TASK TO CARRY OUT:
Give back the full data, retyped precisely.

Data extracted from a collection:

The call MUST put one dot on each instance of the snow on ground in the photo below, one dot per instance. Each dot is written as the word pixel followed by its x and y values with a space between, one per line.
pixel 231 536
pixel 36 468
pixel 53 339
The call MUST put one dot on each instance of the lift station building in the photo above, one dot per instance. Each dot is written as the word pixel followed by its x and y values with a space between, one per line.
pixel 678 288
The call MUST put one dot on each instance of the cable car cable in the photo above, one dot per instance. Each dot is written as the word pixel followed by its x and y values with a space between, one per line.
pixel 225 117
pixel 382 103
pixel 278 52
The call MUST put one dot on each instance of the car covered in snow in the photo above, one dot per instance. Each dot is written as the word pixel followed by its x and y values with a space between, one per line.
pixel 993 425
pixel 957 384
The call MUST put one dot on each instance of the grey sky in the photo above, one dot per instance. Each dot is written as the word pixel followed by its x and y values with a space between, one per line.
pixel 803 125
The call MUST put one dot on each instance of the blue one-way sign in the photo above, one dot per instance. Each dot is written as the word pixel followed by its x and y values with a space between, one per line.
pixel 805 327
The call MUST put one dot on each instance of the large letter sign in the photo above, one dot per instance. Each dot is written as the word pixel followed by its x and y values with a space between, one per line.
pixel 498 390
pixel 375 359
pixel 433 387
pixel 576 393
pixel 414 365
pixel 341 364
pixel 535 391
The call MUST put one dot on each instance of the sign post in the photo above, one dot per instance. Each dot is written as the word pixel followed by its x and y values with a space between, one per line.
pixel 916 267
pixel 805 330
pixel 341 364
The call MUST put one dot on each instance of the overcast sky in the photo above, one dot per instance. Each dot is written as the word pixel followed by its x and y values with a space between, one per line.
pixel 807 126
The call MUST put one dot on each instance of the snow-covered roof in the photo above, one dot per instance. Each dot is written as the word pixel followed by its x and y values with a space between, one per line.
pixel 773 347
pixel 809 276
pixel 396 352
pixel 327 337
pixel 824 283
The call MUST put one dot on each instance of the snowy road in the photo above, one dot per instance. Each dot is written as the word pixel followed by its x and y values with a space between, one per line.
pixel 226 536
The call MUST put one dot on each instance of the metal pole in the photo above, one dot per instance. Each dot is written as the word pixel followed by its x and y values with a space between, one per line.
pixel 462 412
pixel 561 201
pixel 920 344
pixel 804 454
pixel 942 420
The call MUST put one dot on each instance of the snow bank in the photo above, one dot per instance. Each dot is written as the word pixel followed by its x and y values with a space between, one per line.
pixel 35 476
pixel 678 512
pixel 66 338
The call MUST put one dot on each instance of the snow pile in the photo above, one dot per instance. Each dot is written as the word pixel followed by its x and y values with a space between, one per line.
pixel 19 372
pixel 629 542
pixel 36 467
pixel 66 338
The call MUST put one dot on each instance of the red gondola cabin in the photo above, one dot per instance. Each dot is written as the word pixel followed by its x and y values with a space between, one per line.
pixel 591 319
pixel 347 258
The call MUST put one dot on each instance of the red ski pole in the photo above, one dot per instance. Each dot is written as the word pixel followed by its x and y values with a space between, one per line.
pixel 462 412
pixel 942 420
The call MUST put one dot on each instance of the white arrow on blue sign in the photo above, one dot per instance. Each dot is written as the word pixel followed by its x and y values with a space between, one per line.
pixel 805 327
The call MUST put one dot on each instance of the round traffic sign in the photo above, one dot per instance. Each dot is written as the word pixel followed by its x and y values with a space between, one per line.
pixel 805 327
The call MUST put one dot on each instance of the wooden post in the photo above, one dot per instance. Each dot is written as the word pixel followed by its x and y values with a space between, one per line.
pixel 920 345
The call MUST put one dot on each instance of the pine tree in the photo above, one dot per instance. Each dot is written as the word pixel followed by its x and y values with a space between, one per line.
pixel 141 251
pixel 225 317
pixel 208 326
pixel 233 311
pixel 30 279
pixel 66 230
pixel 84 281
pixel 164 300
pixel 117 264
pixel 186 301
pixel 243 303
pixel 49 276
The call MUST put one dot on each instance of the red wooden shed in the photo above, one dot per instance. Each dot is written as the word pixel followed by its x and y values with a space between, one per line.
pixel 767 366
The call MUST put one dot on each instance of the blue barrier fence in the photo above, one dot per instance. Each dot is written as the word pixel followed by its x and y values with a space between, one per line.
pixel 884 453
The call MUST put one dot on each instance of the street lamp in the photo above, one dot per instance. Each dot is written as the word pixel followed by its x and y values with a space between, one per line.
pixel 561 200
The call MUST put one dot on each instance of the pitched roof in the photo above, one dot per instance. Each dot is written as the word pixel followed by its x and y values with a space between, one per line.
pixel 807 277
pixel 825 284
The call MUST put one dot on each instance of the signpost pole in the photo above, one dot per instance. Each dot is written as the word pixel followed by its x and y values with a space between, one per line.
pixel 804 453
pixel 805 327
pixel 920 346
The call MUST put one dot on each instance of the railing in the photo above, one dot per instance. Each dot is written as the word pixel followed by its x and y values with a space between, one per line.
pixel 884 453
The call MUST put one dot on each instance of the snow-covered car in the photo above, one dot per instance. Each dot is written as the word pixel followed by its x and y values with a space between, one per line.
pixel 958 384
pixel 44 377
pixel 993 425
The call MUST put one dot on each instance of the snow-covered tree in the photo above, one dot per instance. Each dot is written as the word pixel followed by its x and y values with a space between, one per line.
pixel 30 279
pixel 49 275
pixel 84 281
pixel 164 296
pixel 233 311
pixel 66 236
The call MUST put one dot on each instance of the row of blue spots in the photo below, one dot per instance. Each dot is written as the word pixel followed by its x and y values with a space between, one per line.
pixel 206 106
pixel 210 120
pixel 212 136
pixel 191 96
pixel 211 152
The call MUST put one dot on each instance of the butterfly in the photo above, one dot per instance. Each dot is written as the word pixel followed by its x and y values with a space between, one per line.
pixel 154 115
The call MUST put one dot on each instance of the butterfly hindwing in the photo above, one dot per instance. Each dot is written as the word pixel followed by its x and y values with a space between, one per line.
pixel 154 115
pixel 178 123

EXERCISE RESULT:
The call MUST put one dot on each instance of the snow on ground in the photo below, one dot per instance. Each dot is written as the word pixel followed by its x and y values with a space between, one per line.
pixel 231 536
pixel 36 468
pixel 53 339
The call MUST put one dot on each instance of the lift station building in the photo above, one dot per instance. Each dot is written as the word pixel followed by its x and y values with a space between, one per line.
pixel 678 288
The call MUST put one dot on each instance of the cable car cable in the photo above, one dot per instance. Each dot is written as the word pixel followed by its x and y values with a space between, one per line.
pixel 225 117
pixel 382 103
pixel 278 52
The call MUST put one dot on each instance of the car covered in snow in the photo above, one dot per instance. Each dot is written as the word pixel followed by its x and y values with a space between, one per line.
pixel 993 425
pixel 957 384
The call MUST put one dot on each instance of the grey sky in the photo above, one dot per instance. Each dot is written as the word pixel followed by its x and y values with a space between, one per line.
pixel 803 125
The call MUST put one dot on each instance of the blue one-way sign in the photo above, one dot per instance. Each dot is written as the word pixel followed by its x and y values with a space between, one per line.
pixel 805 327
The call MUST put one dot on each instance of the large letter sign in the photo above, one dot per instance. Each dot is written as the word pixel followed by its x and y values with a space between, one per line.
pixel 498 390
pixel 375 359
pixel 433 387
pixel 576 393
pixel 414 365
pixel 341 364
pixel 535 391
The call MUST put one dot on each instance of the sign post in the photo above, one dot per instance. Each dot is written as the word pixel followed by its x and y values with a space between, one per line.
pixel 916 267
pixel 805 330
pixel 341 364
The call MUST put one dot on each instance of the overcast sky in the photo above, one dot per instance. Each dot is written as the word pixel followed by its x and y values with a space between, one per line.
pixel 807 126
The call MUST put one dot on each instance of the snow-covered roof in the photo above, one dot per instance. Each dot is written as the word pixel followed by its x and y values with a space between, one per line.
pixel 773 347
pixel 809 276
pixel 396 352
pixel 327 337
pixel 824 283
The call MUST put one dot on each instance of the snowy road in the photo above, one dot per instance. Each dot is written as the word pixel followed by its x and y values with a space between, one per line.
pixel 226 536
The call MUST put one dot on each instance of the metal pole in the photo above, one dot per instance. Each dot is written as the word pixel followed by its x and y values with a space between, one per line.
pixel 462 412
pixel 561 201
pixel 920 344
pixel 804 454
pixel 942 420
The call MUST put one dot on each instance of the snow bank in the photo above, one dot per instance. Each dot is written as the word pixel followed by its x and y values with a space between, one per line.
pixel 35 476
pixel 678 512
pixel 66 338
The call MUST put one dot on each instance of the snow pile in the photo above, one dot per instance. Each dot is written as the word pixel followed by its x and y values with a space between, one per line.
pixel 19 372
pixel 629 542
pixel 36 467
pixel 66 338
The call MUST put one dot on each instance of the red gondola cabin in the photo above, one dot per instance. Each dot is written as the word pixel followed by its x and y values with a space between, one per line.
pixel 591 319
pixel 347 258
The call MUST put one dot on each instance of the red ski pole in the photo above, one dot per instance. Each dot is written as the word pixel followed by its x and y values with a space between, one per line.
pixel 462 412
pixel 942 420
The call MUST put one dot on each instance of the white arrow on blue sign in the photo above, one dot per instance. Each dot is written as the word pixel followed by its x and y values with a space between, one per line.
pixel 805 327
The call MUST put one dot on each instance of the round traffic sign in the photo above, one dot per instance. Each dot is written as the word pixel followed by its x and y values with a space between, one per line.
pixel 805 327
The call MUST put one dot on each instance of the wooden post in the photo above, one dot per instance. Each dot is written as the word pixel followed by its x and y values with a space between, one per line.
pixel 920 345
The call MUST put one dot on each instance of the pine tree in the photo above, one dot per instance. Each dot is written as the word pixel followed by its x and y values with a space between, one per line.
pixel 141 251
pixel 225 317
pixel 208 326
pixel 233 311
pixel 30 279
pixel 66 230
pixel 84 281
pixel 164 300
pixel 117 264
pixel 186 301
pixel 243 303
pixel 49 276
The call MUST put one dot on each instance of the red wooden shed in the photo above, one dot per instance. Each dot is written as the word pixel followed by its x and y values with a space between, one per line.
pixel 767 366
The call MUST put one dot on each instance of the blue barrier fence in the photo above, one dot per instance. Each dot is written as the word pixel followed by its x and y values with a space between, one per line.
pixel 884 453
The call MUST put one dot on each instance of the street lamp in the photo above, one dot per instance. Each dot is written as the word pixel followed by its x and y values with a space between, one per line.
pixel 561 200
The call MUST put one dot on each instance of the pitched roof in the photo above, one dot per instance. Each dot is written as the word pixel followed by its x and y values with a space between, one per line.
pixel 807 277
pixel 825 284
The call MUST put one dot on each instance of the signpost pole in the photo above, one dot per instance. Each dot is written as the word pixel followed by its x and y values with a space between, one per line.
pixel 804 453
pixel 805 327
pixel 920 346
The call MUST put one dot on each instance of the railing in the photo above, one dot per instance. Each dot is written as the word pixel followed by its x and y values with a space between, one per line.
pixel 884 453
The call MUST put one dot on each instance of the snow-covered car in the photo above, one dot per instance. Each dot is written as the word pixel followed by its x and y values with a space between, one per line.
pixel 958 384
pixel 44 377
pixel 993 425
The call MUST put one dot on each instance of the snow-covered tree in the photo above, one dot per instance. Each dot is written as the word pixel followed by its x and y values with a space between, one per line.
pixel 30 279
pixel 49 275
pixel 84 281
pixel 164 296
pixel 233 311
pixel 66 236
The call MUST put one dot on each instance of the row of blue spots in the photo below, one dot per instance. Each dot is written as the word pixel followed by its x and y values with a space between, one per line.
pixel 206 106
pixel 210 120
pixel 212 136
pixel 191 96
pixel 211 152
The call MUST put one dot on each instance of the butterfly in the photo above, one dot per instance. Each dot is written as the word pixel followed by its x and y values with a space between, one per line.
pixel 154 115
The call MUST put one dot on each instance of the butterfly hindwing in the photo above, one dot per instance. Each dot is written as the word pixel followed by its x and y values with a space between, one per line.
pixel 154 115
pixel 178 123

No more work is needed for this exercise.